### Requirements
Return the full material exactly.

### Excerpted data
________________________

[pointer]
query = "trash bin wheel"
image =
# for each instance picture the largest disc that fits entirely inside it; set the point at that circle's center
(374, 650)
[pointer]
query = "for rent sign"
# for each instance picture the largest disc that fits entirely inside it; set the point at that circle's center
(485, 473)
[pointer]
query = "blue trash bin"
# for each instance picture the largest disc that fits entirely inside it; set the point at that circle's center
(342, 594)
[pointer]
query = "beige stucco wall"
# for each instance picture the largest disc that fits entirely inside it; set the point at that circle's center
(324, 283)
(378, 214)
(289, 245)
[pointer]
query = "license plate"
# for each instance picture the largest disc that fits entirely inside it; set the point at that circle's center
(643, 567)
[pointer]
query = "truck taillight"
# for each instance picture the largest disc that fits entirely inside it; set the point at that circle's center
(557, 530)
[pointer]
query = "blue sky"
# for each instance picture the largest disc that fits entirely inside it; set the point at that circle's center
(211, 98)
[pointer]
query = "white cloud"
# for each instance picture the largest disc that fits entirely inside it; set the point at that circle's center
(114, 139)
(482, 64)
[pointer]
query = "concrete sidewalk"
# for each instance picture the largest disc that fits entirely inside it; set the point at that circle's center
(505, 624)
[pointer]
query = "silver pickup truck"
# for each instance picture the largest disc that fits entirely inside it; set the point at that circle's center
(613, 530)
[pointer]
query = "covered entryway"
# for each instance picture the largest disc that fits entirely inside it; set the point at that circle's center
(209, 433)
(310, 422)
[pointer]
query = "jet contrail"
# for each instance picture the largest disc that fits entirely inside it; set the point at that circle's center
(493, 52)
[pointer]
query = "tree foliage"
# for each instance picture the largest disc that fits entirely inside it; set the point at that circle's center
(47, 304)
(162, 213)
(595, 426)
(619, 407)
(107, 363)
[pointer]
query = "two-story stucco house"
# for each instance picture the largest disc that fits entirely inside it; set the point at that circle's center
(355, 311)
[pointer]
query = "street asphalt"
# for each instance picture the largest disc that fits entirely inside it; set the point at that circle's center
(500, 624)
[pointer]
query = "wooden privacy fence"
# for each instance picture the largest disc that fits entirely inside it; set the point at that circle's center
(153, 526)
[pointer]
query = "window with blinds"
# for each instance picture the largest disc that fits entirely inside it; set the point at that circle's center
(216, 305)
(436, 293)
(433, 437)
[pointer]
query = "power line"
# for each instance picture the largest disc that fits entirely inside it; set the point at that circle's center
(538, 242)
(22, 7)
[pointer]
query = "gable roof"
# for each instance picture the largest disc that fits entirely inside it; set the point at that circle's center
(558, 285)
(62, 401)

________________________

### Solution for this exercise
[pointer]
query = "trash bin wheel"
image =
# for each instance picture the largest disc that fits entirely inside it; set the point at that circle's center
(374, 650)
[pointer]
query = "for rent sign"
# for each instance picture the largest disc that fits entirely inside it; set the point at that circle's center
(485, 473)
[pointer]
query = "blue trash bin"
# for each instance picture the largest disc that fits entirely inside it; set the point at that circle's center
(342, 594)
[pointer]
query = "beige stucco wall"
# for each instance picture the largest disc that fits entirely inside it; set the point at that circle's center
(324, 283)
(378, 214)
(289, 245)
[pointer]
query = "license plate"
# for each instance picture the largest disc that fits entirely inside it; set the point at that circle's center
(643, 567)
[pointer]
query = "truck taillight"
# for each instance picture the largest disc that fits entirely inside it; set the point at that circle's center
(557, 530)
[pointer]
query = "blue sky"
# for each instance picture the largest disc that fits entirely inside it; set the point at that circle's center
(211, 98)
[pointer]
query = "white cloud"
# for each instance picture the largest disc that fits entirely inside it; set the point at that circle's center
(114, 139)
(482, 64)
[pointer]
query = "concrete sidewalk"
# for each instance picture the largest disc that fits entirely inside it; set the point at that circle's center
(505, 624)
[pointer]
query = "silver pickup truck"
# for each instance picture the largest disc that fits entirely inside it; set the point at that circle's center
(613, 530)
[pointer]
query = "covered entryway"
# for each instance picture the largest disc that fits entirely inside it; set the point at that circle's center
(209, 433)
(310, 422)
[pointer]
query = "jet contrail"
# for each instance picture the largest disc that fits entirely inside it; set the point at that circle's center
(493, 52)
[pointer]
query = "tree foliage"
# for each instance picture the largest disc that fits entirely inside it; set the point at that circle's center
(47, 304)
(162, 213)
(595, 426)
(619, 407)
(107, 363)
[pointer]
query = "two-story stucco house"
# for each instance picture the largest disc that fits entirely inside it; set the point at that circle's center
(355, 311)
[pointer]
query = "street asphalt"
# for each instance picture the largest disc that fits entirely inside it; set the point at that circle's center
(500, 624)
[pointer]
query = "wooden privacy fence"
# for each instance picture the largest disc that fits entirely inside it; set the point at that circle's center
(153, 526)
[pointer]
query = "window with blinds"
# for each instance picture the largest disc that fits entirely inside it; set the point at that circle's center
(216, 305)
(436, 293)
(433, 437)
[pointer]
query = "power line"
# for each instance picture the largest disc that fits entirely inside it; set the point at that circle's center
(538, 242)
(22, 7)
[pointer]
query = "gable roof"
# for each instance picture the largest disc that fits entirely inside it; set the point at that circle's center
(558, 285)
(62, 401)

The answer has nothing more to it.